Show HN: A threaded, TCP, key value store in Haskell

sold · on Feb 16, 2013

You can change

    appV fn x = atomically $ readTVar x >>= writeTVar x . fn

to

    appV fn x = atomically $ modifyTVar x fn

The function getValue need not be in IO monad. You can simplify it using fromMaybe in Data.Maybe.

Sometimes you check "head l" and "tail l"; it's more idiomatic to use pattern matching. For example, you can change:

    setCommand handle cmd db = do
        appV (conv k v) db
        hPutStrLn handle $ "OK"
        where k = (head cmd)
              v = (unwords (tail cmd))
    ....
    case (head cmd) of
        ("get") -> getCommand handle (unwords (tail cmd)) db
        ("set") -> setCommand handle (tail cmd) db

to something like this:

    setCommand handle key val db = do
        appV (conv key val) db
        hPutStrLn handle "OK"
    ...
    case cmd of
      "get":key     -> getCommand handle (unwords key) db
      "set":key:val -> setCommand handle key (unwords val) db

Also consider using hlint, it often gives good advice.

mrhonza · on Feb 16, 2013

Excellent, thank you. This is really helpful.

joeyh · on Feb 16, 2013

Nice example of using Software Transactional Memory. Which is starting to be available in things like gcc, but is much much nicer in Haskell for reasons involving purity and monads.

Particularly this function, which changes a variable in the database, transactionally.

  appV :: (DB -> DB) -> TVar DB -> IO ()
  appV fn x = atomically $ readTVar x >>= writeTVar x . fn

It would be easy to use this to add commands that eg, increment counters in the database, and the STM would ensure that it works correctly with multiple concurrent writers. No locking needed. A quick example, which could be improved by changing the DB type to support Int as well as String values:

  incrCommand :: Handle -> [String] -> (TVar DB) -> IO ()
  incrCommand handle k db = do
      appV incvar db
      hPutStrLn handle $ "OK"
    where
      incvar k v = insert k $ show $ (fromMaybe 0 $ readMaybe v) + 1

I don't know how well Haskell's STM performs compared with eg, database transactions or locking. It's been more than fast enough for my own needs. Anybody know?

tinco · on Feb 16, 2013

As far as I understand it, this simple example won't perform any better than if it were written using MVar. (i.e. it was explicitly locking reads and writes)

The difference is that `atomically` calls can be nested and still work. If you do an readMVar whilst that MVar is already locked in a function above you in your call stack you would have a deadlock.

So STM seems to be a smart way of keeping track which locks the current execution thread has so you never double lock.

At least in this case :)

stuffihavemade · on Feb 16, 2013

If you like this, check out http://www.happstack.com/docs/crashcourse/AcidState.html . It allows for arbitrary Haskell data structures to safely and automatically be marshaled in and out of the data store.

◆ **Exercise material**:
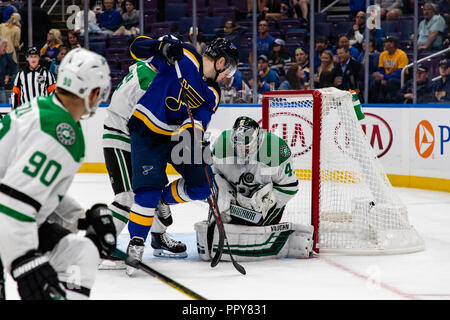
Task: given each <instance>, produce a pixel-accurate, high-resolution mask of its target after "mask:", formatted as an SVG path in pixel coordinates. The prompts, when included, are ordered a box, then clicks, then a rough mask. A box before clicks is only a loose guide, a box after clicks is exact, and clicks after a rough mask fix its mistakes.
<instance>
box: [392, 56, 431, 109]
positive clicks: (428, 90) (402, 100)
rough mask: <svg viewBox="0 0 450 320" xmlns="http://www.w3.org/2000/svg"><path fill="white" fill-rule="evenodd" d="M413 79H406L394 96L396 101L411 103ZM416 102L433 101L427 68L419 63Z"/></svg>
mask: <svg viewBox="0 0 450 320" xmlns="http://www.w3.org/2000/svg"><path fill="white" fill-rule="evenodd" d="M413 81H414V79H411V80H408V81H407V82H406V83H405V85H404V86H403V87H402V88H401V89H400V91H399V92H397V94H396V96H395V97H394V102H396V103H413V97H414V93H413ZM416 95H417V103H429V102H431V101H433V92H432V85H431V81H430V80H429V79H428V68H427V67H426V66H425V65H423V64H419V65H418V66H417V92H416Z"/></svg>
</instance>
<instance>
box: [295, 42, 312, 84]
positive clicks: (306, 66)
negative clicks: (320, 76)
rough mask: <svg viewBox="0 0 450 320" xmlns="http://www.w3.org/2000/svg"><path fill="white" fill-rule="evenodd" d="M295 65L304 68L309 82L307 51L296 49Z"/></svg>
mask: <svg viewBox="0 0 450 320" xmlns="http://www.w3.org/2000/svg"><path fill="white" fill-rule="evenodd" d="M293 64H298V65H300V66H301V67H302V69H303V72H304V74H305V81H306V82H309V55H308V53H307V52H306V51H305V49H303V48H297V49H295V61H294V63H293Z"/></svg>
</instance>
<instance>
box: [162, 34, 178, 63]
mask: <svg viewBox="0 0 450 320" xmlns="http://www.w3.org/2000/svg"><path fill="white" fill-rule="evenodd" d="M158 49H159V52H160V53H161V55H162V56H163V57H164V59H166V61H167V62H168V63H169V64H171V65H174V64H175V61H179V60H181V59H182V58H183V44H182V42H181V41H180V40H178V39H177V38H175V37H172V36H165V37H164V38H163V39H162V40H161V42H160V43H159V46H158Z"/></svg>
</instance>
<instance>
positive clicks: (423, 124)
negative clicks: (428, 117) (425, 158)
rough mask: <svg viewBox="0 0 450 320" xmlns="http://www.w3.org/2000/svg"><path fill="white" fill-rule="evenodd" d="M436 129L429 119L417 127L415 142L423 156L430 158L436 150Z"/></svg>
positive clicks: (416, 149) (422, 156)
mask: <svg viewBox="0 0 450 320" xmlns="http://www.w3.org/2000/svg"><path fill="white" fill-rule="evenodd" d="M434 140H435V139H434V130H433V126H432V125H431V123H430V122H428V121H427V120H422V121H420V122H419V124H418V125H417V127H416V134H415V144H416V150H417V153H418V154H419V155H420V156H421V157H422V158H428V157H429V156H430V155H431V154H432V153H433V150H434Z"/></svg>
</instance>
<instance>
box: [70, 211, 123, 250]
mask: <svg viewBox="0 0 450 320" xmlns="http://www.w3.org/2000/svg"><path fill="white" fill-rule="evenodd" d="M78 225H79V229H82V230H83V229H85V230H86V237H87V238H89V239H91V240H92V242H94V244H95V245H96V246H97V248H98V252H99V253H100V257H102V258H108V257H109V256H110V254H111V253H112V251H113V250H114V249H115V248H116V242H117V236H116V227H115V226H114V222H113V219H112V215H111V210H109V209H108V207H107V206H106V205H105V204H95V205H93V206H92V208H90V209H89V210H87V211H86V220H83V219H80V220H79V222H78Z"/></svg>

--

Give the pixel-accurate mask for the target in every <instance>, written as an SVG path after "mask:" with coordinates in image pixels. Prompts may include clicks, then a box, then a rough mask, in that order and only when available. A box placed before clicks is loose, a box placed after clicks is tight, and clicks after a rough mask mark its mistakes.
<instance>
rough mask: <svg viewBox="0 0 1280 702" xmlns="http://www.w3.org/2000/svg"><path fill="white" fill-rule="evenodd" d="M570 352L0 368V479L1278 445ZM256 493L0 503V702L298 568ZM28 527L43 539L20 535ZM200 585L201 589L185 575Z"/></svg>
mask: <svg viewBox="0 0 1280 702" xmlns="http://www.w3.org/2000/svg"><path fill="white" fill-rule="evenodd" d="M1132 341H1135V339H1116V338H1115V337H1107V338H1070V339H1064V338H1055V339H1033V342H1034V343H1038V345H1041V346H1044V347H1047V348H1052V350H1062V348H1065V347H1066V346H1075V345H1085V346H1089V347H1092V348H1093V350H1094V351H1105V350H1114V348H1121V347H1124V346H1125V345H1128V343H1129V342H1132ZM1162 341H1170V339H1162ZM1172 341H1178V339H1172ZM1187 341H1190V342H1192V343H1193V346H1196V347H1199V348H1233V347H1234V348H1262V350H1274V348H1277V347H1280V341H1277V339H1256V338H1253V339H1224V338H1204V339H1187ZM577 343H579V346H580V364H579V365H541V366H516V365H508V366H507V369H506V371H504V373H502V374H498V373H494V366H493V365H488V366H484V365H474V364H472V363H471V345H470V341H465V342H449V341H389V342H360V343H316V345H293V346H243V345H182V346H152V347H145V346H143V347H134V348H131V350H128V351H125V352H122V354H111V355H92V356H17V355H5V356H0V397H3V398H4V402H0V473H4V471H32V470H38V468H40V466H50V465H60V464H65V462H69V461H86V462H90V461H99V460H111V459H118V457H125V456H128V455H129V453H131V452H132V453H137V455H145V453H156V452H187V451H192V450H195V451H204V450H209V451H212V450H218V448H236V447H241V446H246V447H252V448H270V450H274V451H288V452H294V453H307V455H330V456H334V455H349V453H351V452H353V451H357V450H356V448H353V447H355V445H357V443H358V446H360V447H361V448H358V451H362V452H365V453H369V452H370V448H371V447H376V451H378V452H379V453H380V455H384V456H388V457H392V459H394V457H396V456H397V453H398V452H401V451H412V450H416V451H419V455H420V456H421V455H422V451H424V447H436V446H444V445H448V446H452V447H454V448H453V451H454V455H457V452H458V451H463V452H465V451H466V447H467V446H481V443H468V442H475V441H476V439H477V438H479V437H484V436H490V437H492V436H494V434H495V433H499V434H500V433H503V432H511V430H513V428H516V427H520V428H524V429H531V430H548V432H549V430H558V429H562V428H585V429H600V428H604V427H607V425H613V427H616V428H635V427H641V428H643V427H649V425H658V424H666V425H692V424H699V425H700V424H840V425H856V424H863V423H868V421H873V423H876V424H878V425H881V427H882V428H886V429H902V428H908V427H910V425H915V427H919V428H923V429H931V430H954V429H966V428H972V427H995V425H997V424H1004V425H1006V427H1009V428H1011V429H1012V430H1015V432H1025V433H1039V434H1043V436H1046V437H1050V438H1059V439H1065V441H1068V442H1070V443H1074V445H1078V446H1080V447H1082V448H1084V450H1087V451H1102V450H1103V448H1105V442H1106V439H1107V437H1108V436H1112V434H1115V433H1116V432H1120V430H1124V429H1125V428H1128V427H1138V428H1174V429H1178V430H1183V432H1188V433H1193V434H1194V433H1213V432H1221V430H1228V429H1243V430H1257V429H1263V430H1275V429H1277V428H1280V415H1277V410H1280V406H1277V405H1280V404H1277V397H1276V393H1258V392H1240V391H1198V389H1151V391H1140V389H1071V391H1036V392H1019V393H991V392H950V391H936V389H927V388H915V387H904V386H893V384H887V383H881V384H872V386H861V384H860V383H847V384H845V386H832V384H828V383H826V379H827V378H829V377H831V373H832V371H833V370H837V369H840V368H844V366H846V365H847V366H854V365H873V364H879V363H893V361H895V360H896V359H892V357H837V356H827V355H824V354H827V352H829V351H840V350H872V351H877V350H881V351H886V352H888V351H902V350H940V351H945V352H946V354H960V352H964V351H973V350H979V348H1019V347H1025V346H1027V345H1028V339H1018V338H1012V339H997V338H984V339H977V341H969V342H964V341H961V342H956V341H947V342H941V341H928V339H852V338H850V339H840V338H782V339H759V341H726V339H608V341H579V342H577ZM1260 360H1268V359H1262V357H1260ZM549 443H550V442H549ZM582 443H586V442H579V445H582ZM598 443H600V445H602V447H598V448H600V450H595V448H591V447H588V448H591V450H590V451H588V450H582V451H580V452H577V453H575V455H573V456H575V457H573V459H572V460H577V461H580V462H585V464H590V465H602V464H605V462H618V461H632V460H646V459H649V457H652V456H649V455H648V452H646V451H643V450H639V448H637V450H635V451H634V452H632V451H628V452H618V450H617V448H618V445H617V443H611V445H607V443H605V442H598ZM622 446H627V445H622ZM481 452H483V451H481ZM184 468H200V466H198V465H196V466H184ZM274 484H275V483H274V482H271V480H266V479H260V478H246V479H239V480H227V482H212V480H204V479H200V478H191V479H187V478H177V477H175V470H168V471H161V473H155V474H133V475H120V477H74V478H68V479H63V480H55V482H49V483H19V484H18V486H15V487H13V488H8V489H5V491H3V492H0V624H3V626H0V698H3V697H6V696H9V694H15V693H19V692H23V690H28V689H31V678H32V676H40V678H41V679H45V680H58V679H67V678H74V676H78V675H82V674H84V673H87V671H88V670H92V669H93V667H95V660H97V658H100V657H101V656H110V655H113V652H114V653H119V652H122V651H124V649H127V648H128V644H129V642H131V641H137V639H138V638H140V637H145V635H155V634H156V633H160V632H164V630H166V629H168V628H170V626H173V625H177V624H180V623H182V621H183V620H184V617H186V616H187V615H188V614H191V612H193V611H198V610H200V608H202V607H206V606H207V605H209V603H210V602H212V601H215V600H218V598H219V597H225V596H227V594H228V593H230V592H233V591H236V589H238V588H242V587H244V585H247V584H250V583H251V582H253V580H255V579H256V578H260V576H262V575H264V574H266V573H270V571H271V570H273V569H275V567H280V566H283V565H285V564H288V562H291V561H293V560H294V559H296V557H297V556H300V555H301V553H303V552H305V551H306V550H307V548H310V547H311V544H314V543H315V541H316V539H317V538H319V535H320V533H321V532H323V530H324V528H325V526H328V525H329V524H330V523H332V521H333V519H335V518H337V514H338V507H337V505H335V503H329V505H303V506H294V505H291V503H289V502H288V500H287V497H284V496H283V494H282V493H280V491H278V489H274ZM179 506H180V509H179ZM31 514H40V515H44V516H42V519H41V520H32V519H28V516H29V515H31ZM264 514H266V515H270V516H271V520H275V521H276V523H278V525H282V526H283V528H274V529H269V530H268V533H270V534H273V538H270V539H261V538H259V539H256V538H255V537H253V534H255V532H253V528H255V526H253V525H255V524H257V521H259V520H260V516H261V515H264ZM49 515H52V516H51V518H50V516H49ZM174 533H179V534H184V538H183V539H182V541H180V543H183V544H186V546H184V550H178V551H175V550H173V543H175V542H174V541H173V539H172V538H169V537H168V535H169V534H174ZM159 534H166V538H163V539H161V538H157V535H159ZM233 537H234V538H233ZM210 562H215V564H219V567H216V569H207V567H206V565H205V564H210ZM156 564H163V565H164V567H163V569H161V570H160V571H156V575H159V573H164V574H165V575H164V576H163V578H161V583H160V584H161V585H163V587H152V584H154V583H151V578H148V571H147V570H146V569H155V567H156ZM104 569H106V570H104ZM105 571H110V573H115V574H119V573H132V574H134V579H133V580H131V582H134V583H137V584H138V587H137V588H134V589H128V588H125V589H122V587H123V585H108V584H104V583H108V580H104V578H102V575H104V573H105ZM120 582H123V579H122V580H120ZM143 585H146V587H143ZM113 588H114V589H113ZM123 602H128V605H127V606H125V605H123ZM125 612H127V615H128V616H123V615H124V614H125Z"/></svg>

◆ **Activity 1**:
Write out the Haskell key-value store thread word for word, everything from "The difference is" down to "have a deadlock.".
◆ **Activity 2**:
Return, unchanged, everything in the first listing from the line containing "Task: given each" down to the line containing "positive clicks: (428, 90) (402, 100)", both of those lines included.

◆ **Problem solution 1**:
The difference is that `atomically` calls can be nested and still work. If you do an readMVar whilst that MVar is already locked in a function above you in your call stack you would have a deadlock.

◆ **Problem solution 2**:
Task: given each <instance>, produce a pixel-accurate, high-resolution mask of its target after "mask:", formatted as an SVG path in pixel coordinates. The prompts, when included, are ordered a box, then clicks, then a rough mask. A box before clicks is only a loose guide, a box after clicks is exact, and clicks after a rough mask fix its mistakes.
<instance>
box: [392, 56, 431, 109]
positive clicks: (428, 90) (402, 100)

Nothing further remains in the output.